### Listed entries
↓

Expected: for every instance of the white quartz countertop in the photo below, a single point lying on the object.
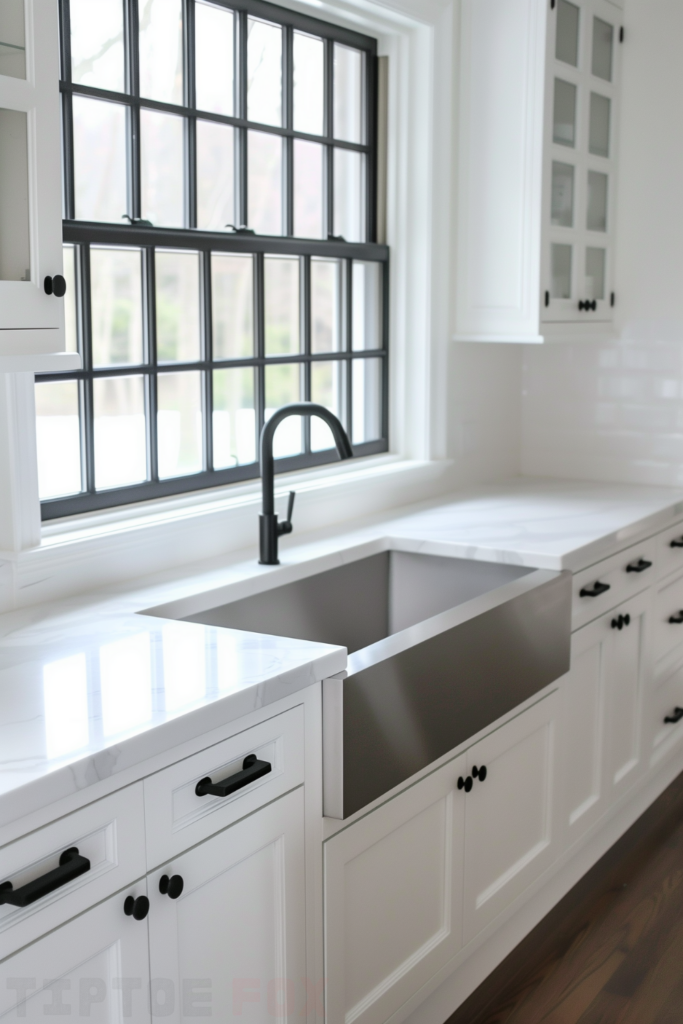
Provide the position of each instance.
(90, 687)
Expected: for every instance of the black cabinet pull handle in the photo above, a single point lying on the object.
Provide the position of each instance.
(252, 769)
(171, 887)
(71, 865)
(595, 591)
(55, 286)
(639, 566)
(137, 908)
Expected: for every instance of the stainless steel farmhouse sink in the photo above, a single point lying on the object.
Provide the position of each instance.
(438, 649)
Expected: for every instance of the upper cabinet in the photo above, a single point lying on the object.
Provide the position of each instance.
(539, 116)
(32, 276)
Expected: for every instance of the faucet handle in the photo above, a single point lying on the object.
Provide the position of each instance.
(286, 527)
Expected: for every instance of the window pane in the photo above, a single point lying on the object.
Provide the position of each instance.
(177, 306)
(348, 196)
(566, 41)
(58, 434)
(560, 271)
(327, 389)
(603, 37)
(179, 424)
(348, 93)
(283, 386)
(117, 306)
(233, 418)
(599, 130)
(282, 305)
(215, 175)
(367, 391)
(308, 84)
(120, 434)
(562, 196)
(12, 39)
(597, 202)
(564, 113)
(264, 69)
(265, 183)
(161, 50)
(96, 44)
(161, 168)
(70, 298)
(14, 218)
(307, 189)
(214, 57)
(325, 305)
(595, 273)
(367, 331)
(99, 160)
(232, 306)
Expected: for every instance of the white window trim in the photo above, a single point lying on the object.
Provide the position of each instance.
(86, 552)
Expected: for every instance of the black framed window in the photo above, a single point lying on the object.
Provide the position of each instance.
(220, 187)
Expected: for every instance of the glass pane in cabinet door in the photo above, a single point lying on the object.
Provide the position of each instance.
(308, 84)
(214, 29)
(96, 44)
(562, 196)
(14, 220)
(179, 424)
(603, 46)
(560, 272)
(595, 273)
(264, 72)
(161, 50)
(12, 39)
(564, 114)
(598, 142)
(566, 40)
(233, 418)
(596, 219)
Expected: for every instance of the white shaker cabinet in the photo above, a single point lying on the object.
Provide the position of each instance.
(539, 117)
(230, 943)
(94, 967)
(32, 282)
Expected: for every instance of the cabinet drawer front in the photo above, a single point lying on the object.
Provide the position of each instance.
(177, 817)
(669, 605)
(626, 573)
(93, 968)
(110, 834)
(670, 550)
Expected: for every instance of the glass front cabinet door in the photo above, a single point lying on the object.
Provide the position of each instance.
(580, 171)
(32, 283)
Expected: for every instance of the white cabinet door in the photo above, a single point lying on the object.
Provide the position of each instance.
(96, 967)
(232, 944)
(509, 827)
(393, 899)
(582, 781)
(31, 321)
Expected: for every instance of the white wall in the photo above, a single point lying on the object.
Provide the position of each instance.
(615, 412)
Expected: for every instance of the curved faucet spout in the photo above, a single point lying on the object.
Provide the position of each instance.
(270, 529)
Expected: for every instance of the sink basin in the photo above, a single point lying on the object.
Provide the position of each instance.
(439, 648)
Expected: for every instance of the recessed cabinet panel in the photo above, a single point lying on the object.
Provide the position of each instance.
(393, 899)
(509, 828)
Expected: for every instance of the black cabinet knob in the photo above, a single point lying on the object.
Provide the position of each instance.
(171, 887)
(55, 286)
(137, 908)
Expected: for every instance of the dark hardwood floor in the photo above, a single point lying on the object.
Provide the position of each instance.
(611, 951)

↑

### Problem details
Return all of the records above line for line and unchanged, but leave the pictures out.

### Result of the exercise
Expected: for every instance of the white quartz countertop in the photo below, a single point lying on the object.
Provide the position of each instance.
(90, 687)
Expected: for every instance of the black cabinet pull handle in the photo above, a single point lying on the object.
Provide the position of each instance.
(252, 769)
(171, 887)
(71, 865)
(595, 591)
(55, 286)
(639, 566)
(137, 908)
Expected: for every instance of the stainless steel farmhouse sink in the photo above, a single point lying on the object.
Provide the position of each instance.
(438, 649)
Expected: for every instance of the upper cabinet in the photo above, a single point lying on the object.
Provide the position of each instance.
(539, 116)
(32, 276)
Expected: for every instance of the faucet handle in the photo above, a single point lying on the object.
Provide the position of each instance.
(286, 527)
Expected: for every instance of the window pane in the photo above, a single point lying on the object.
Provide the position of each instance.
(177, 306)
(348, 196)
(566, 41)
(58, 434)
(560, 271)
(327, 389)
(603, 37)
(179, 424)
(348, 93)
(283, 386)
(117, 306)
(233, 418)
(599, 130)
(282, 305)
(215, 175)
(367, 391)
(308, 84)
(120, 434)
(562, 196)
(12, 39)
(597, 202)
(564, 113)
(264, 69)
(265, 183)
(161, 50)
(96, 44)
(161, 168)
(70, 298)
(14, 218)
(307, 189)
(214, 57)
(325, 305)
(595, 273)
(367, 331)
(99, 160)
(232, 306)
Expected: for every instance of the white window trim in the photo above, a single point lying on the object.
Provide the position of each instance.
(86, 552)
Expected: for every instance of the black framed window in the photo above, a single point lying on the object.
Provide the position of each instance.
(220, 187)
Expected: for every instance of the glass pane in cabinet door in the photo above, a single point lying on the object.
Provide the position of each instance.
(308, 84)
(214, 29)
(96, 44)
(562, 196)
(14, 220)
(179, 424)
(603, 46)
(560, 272)
(595, 273)
(264, 72)
(161, 50)
(12, 39)
(564, 114)
(598, 142)
(566, 40)
(233, 418)
(596, 219)
Expected: for every instance of the white shaker cabinet in the photo above, a single point lying on the object.
Provide the position of each instance.
(539, 117)
(230, 943)
(94, 967)
(32, 282)
Expected: for every instance of the cabinet drawer front in the photo above, a single point lying on the object.
Provide the position of each instance.
(177, 817)
(669, 605)
(626, 573)
(93, 968)
(110, 834)
(670, 550)
Expected: for every instance of the glass front cabinet door in the photo above, a single point lying on the object.
Provide the position of each instance.
(580, 171)
(32, 283)
Expected: for every instance of the white cabinet door in the photo above, a single point lying on the object.
Provide the position of each instance.
(96, 967)
(232, 944)
(509, 827)
(393, 899)
(582, 781)
(31, 321)
Expected: for every instance of the white wall in the photo above, a single point lying on the object.
Provide the position of each instance.
(615, 412)
Expected: for every instance of the curved faucet spout in the photo above, a single point lying on the object.
Provide the position of each instance.
(270, 529)
Expected: for every instance of the sink basin in the photo above, a single point lying on the object.
Provide the position of each instance.
(439, 648)
Expected: for every instance of the recessed cabinet panel in the photo above, a single point lying on the object.
Provide the position of each instance.
(393, 899)
(509, 828)
Expected: for every instance of the black cabinet knob in the photo above, a single point lying on the object.
Provide the position of each instance.
(171, 887)
(55, 286)
(137, 908)
Expected: for every instance of the dark hardwood floor in the photo above, a single point lying on the object.
Provide the position of each instance.
(611, 951)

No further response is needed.